VOS TÂCHES →
- 1) Indiquez si chacune des affirmations suivantes concorde avec la conférence sur la Charte des Nations Unies, en citant les mots décisifs : (a) la Charte des Nations Unies date de 1945 ; (b) la Charte autorise la défense préventive ; (c) c’est le chapitre VI qui donne au Conseil de Sécurité ses pouvoirs de police par la force.
- 2) Résumez en deux phrases la conférence sur la Charte des Nations Unies.
- 3) Prolongez la conférence sur la Charte des Nations Unies au-delà de sa dernière phrase.

EXTRAIT →
_ _ _ _ _

Conférence donnée par Roland Weyl* à l’Ambassade de la République Bolivarienne du Venezuela en France, le 7 mars 2018, lors de la commémoration à la mémoire d’Hugo Chavez. Pour bien comprendre la manipulation qui est faite à l’ONU par les États-Unis et comment les règles du droit international sont dévoyées pour servir les intérêts de l’Empire.
Monsieur l’Ambassadeur,
C’est pour moi un grand honneur et un agréable devoir de célébrer ici la mémoire d’Hugo Chavez.
C’est plus particulièrement en raison de l’importance qu’il a donnée au pouvoir du peuple, c’est-à-dire à la souveraineté populaire, que la célébration de son apport est d’une particulière actualité.
En effet, la gestion du Monde est aujourd’hui l’enjeu d’une alternative fondamentale.
Le développement des moyens de communication a fait que la mondialisation est une réalité matérielle.
Mais elle pose l’alternative entre pouvoir vertical d’en haut sur les peuples, ou pouvoir horizontal de coopération entre peuples souverains et égaux.
Or la réponse a été apportée voici un peu plus de 70 ans, en 1945, par la Charte des Nations Unies qui a marqué une étape grandiose de civilisation en mettant la guerre hors la loi.
Par son article 2.4, elle interdit le recours à la force ou même à la menace de la force dans les relations internationales.
Pour faire appliquer ses règles, elle crée l’ONU, avec un Conseil de Sécurité chargé de faire la police en interposant ses forces entre des pays qui risquent de se battre ou en mettant fin à une agression.
Et, parce que beaucoup d’agressions ont été commises sous prétexte de se défendre contre une menace, elle interdit même la défense préventive et n’admet la légitime défense que quand on est effectivement attaqué et seulement en prévenant le Conseil de Sécurité pour que ce soit lui qui mette fin à l’agression.
Et même le Conseil de Sécurité ne peut intervenir que pour ce maintien ou ce rétablissement de la paix
Et encore ! c’est le chapitre VII de la Charte qui lui donne ces pouvoirs de police par la force, mais il ne peut le faire que s’il a tout fait pour ne pas avoir à s’en servir en utilisant le Chapitre VI qui lui donne des pouvoirs pour faciliter la solution pacifique des différends.
Mais une organisation, que ce soit l’ONU ou son Conseil de Sécurité, n’est jamais qu’un instrument de pouvoir, et il reste à savoir de qui, en vertu de la Charte, elle est cet instrument de pouvoir.
Et c’est alors que nous trouvons l’importance de la notion de souveraineté populaire : Comme ce sont les peuples qui sont les principales victimes des guerres, c’est entre leurs mains que la Charte a mis la sécurité internationale :
Dans le Préambule de la Charte ce sont les Peuples qui s’expriment : « Nous Peuples des Nations Unies…. »

_ _ _ _ _

LISTE EXTRAITE →
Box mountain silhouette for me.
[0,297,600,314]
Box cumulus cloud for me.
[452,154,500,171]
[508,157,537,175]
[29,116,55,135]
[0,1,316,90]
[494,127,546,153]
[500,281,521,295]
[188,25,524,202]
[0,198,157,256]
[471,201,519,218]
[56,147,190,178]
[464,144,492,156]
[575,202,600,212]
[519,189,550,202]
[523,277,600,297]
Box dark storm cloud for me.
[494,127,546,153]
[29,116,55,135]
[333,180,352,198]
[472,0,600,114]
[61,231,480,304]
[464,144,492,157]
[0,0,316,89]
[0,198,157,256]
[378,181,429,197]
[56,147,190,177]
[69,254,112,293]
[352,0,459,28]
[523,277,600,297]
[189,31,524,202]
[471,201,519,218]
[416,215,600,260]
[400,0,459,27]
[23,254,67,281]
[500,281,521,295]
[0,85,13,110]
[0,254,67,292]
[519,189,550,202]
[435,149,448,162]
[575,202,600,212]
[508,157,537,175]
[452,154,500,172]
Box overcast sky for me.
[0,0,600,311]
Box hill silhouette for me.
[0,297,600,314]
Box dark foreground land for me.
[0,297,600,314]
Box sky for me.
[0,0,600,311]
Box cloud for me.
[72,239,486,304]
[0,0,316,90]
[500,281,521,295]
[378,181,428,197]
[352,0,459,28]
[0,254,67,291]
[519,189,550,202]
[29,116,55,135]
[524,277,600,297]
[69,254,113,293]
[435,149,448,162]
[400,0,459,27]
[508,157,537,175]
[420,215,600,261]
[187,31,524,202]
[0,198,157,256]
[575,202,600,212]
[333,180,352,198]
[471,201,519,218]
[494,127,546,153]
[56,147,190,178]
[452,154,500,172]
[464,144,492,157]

_ _ _ _ _

TÂCHES CORRIGÉES →
- 1)
(a) Oui : « la réponse a été apportée voici un peu plus de 70 ans, en 1945, par la Charte des Nations Unies ».
(b) Non : « elle interdit même la défense préventive ».
(c) Non : « c’est le chapitre VII de la Charte qui lui donne ces pouvoirs de police par la force ».

- 2) Prononcée en mémoire d’Hugo Chavez, la conférence rappelle que la mondialisation impose de choisir entre un pouvoir vertical exercé d’en haut sur les peuples et un pouvoir horizontal de coopération entre peuples souverains et égaux. Elle présente la Charte des Nations Unies de 1945 : ce texte met la guerre hors la loi, interdit le recours à la force et même la menace de la force, et place la sécurité internationale entre les mains des peuples.

- 3)
Et il ne dit pas « Moi peuple du Monde » mais Nous Peuples » au pluriel, car il n’y a pas un peuple mondial, mais des peuples, chacun sur son territoire, avec des besoins et des possibilités différents, qui en font des nations différentes.
Et ce sont les peuples qui sont les souverains et qui gouvernent par leurs États. Ces derniers sont seulement les instruments des peuples pour l’exercice de leur souveraineté.
La Charte proclame donc comme principe de base pour l’organisation du monde que chaque peuple doit être seul maître de ses affaires sur son territoire et dans ses relations avec les autres, dans l’obligation de se respecter mutuellement, sans qu’aucune intervention étrangère puisse porter atteinte à ce droit. C’est le principe de non-ingérence. L’article 27 interdit même à l’ONU d’intervenir dans les affaires qui relèvent de la compétence des Etats pour la gestion des affaires intérieures.
Cela ne laisse aucune place pour ce qu’on a appelé l’ingérence humanitaire qui permettrait de violer le droit des peuples à leur libre disposition sous n’importe quel prétexte prétendument humanitaire. Cela a été le cas en Libye, où, parce que des puissances pétrolières voulaient éliminer Khadafi, l’ONU a violé la Charte. Et on voit le résultat.
C’est parce que les peuples sont souverains et leurs États leur moyen de pouvoir que le Préambule déclare : « (Nous peuples) avons décidé… en conséquence nos gouvernements….» : ce sont les peuples qui décident et les gouvernements exécutent ce que les peuples
ont décidé.
Et quand la Charte crée l’ONU pour faire respecter les règles et principes de ce droit de la paix, elle la définit comme étant le lieu où, représentés par leurs États, les peuples unissent leurs efforts, dans l’égalité des nations grandes et petites.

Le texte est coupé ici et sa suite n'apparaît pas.